## Text

++++++

The music was a reaction to the 1980s flow of hip hop culture from New York City and the Los Angeles area and can be considered a third major American hip hop genre, after East Coast hip hop and West Coast hip hop.[5] Many early Southern rap artists released their music independently or on mixtapes after encountering difficulty securing record-label contracts in the 1990s.[6] By the early 2000s, many Southern artists had attained national success, and as the decade went on, both mainstream and underground varieties of Southern hip-hop became among the most popular and influential of the entire genre.


Throughout the 1980s and 1990s, the American hip hop music market was primarily dominated by artists from the East Coast and West Coast. Los Angeles and New York City were the two main cities where hip hop was receiving widespread attention. The West Coast was mainly represented by groups like N.W.A., Death Row Records, and the East Coast had people like The Notorious B.I.G. and groups like the Wu-Tang Clan.[7] In the late 1980s, cities throughout the Southern United States began to catch on to the hip hop music movement.[7] The Geto Boys, a hip hop group from Houston, were among the first hip hop artists from the Southern United States to gain widespread popularity. Southern hip hop's roots can be traced to the success of Geto Boys' Grip It! On That Other Level in 1989, the Rick Rubin produced The Geto Boys in 1990, and We Can't Be Stopped in 1991.[8] After the Geto Boys rose to stardom, Houston became the center for Southern hip hop. Miami also played a major role in the rise of Southern hip hop during this time frame with successful acts like 2 Live Crew (originally formed in California but fully relocated to Miami around 1987) and other artists who relied heavily on the Miami bass sound. In the early 1990s, other rising rap groups such as PKO from San Antonio, Texas, UGK from Port Arthur, Texas, and 8Ball & MJG from Memphis, moved to Houston to further their musical careers.

++++++

## Extracted entries
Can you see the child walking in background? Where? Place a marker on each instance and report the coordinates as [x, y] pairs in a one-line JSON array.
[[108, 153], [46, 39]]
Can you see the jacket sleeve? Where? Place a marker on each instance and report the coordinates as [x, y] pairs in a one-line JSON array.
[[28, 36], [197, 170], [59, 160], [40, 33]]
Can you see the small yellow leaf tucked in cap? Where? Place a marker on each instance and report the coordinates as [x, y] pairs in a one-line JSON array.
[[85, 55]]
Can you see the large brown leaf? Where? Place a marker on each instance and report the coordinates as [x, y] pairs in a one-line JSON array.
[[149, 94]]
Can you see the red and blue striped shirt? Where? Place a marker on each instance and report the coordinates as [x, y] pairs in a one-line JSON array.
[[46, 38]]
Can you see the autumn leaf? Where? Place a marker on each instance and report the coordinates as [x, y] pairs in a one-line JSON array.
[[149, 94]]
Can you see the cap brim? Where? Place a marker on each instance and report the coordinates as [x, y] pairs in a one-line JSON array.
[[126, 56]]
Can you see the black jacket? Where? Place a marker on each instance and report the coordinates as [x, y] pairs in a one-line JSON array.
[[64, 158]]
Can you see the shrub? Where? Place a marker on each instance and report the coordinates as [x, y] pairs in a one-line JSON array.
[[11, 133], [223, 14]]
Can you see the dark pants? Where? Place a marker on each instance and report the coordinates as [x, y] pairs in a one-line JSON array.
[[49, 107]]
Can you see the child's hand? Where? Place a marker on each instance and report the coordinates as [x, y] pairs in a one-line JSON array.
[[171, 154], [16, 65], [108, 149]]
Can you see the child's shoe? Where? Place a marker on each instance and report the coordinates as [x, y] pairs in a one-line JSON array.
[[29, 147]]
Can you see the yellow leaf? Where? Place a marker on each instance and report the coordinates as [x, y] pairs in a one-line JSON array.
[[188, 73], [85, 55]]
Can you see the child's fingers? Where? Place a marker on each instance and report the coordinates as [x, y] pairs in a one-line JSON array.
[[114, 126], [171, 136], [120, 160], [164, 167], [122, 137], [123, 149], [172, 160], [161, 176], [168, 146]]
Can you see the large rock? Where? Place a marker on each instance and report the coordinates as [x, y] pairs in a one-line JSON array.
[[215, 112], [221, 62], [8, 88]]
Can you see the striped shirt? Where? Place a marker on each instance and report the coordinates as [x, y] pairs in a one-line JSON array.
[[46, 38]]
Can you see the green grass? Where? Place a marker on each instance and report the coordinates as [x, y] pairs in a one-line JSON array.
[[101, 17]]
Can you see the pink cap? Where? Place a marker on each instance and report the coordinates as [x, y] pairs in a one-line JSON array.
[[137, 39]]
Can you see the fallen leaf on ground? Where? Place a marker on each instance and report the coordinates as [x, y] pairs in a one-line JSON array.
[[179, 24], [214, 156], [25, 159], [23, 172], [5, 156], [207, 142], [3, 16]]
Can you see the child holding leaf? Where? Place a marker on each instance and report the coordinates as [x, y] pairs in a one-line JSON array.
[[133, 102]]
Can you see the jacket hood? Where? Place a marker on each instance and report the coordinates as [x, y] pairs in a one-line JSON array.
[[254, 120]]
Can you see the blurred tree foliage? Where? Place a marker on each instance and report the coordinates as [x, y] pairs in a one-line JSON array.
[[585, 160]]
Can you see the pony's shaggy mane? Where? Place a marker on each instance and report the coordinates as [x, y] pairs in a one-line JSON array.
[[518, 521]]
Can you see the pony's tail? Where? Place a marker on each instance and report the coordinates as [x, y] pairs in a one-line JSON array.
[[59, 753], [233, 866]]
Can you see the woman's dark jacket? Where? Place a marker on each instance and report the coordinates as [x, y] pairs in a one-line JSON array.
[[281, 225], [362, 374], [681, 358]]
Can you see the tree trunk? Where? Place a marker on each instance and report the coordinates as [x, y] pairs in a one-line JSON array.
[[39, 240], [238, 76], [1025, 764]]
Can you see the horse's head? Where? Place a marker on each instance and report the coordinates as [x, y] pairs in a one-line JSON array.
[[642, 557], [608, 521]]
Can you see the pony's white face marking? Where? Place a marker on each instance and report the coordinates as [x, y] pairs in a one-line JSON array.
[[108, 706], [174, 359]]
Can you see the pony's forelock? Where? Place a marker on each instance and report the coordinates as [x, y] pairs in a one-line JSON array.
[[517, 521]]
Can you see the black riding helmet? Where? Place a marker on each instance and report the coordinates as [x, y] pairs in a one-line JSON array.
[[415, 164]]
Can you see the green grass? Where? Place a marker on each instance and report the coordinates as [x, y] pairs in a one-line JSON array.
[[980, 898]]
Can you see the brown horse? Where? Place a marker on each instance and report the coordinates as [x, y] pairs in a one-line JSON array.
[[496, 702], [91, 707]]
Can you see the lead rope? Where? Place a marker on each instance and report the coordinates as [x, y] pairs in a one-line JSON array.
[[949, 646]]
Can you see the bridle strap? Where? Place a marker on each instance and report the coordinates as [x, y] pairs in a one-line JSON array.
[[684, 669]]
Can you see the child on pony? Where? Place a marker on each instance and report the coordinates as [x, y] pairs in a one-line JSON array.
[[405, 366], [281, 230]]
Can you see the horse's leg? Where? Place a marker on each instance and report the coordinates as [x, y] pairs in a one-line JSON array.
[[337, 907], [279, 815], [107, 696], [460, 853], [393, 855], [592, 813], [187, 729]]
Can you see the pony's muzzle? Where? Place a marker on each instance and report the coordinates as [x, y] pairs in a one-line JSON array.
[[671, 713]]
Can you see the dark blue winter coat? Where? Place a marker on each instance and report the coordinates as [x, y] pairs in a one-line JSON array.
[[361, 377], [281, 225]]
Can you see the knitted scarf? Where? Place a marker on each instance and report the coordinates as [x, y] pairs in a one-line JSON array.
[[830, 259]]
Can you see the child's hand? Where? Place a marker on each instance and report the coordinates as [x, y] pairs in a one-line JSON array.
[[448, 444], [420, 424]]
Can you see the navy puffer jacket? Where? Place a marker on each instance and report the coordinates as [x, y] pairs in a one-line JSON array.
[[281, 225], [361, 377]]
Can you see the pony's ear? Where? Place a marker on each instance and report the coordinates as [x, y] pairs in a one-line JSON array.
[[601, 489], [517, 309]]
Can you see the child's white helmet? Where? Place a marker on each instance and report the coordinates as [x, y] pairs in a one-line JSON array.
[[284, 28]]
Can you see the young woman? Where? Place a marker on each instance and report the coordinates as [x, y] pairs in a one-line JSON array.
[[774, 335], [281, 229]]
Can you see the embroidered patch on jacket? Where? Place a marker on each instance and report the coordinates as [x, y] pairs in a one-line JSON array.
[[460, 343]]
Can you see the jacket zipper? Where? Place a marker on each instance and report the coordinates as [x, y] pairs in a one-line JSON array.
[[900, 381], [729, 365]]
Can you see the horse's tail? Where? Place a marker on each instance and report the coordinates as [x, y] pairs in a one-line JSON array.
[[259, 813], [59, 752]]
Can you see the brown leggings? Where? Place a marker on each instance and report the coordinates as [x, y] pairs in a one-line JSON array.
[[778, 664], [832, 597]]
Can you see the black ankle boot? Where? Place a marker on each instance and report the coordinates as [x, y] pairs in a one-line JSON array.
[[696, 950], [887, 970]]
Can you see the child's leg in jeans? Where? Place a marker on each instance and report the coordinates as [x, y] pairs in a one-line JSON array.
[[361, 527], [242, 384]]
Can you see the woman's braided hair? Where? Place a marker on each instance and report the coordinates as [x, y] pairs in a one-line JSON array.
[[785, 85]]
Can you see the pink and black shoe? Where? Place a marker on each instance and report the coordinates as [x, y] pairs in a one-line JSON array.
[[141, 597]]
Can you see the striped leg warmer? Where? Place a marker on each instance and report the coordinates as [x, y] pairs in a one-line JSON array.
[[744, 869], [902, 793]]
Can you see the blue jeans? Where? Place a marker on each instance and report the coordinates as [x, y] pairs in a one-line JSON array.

++++++

## Work instructions
a – Translate this sentence from the Southern hip hop text into Spanish: "Los Angeles and New York City were the two main cities where hip hop was receiving widespread attention."
b – Rewrite the part of the Southern hip hop text that opens with "The music was" and closes with "the entire genre.", swapping "mixtapes" for "cassettes".

## Full answers
a – Los Ángeles y la ciudad de Nueva York eran las dos ciudades principales donde el hip hop recibía amplia atención.

b –
The music was a reaction to the 1980s flow of hip hop culture from New York City and the Los Angeles area and can be considered a third major American hip hop genre, after East Coast hip hop and West Coast hip hop.[5] Many early Southern rap artists released their music independently or on cassettes after encountering difficulty securing record-label contracts in the 1990s.[6] By the early 2000s, many Southern artists had attained national success, and as the decade went on, both mainstream and underground varieties of Southern hip-hop became among the most popular and influential of the entire genre.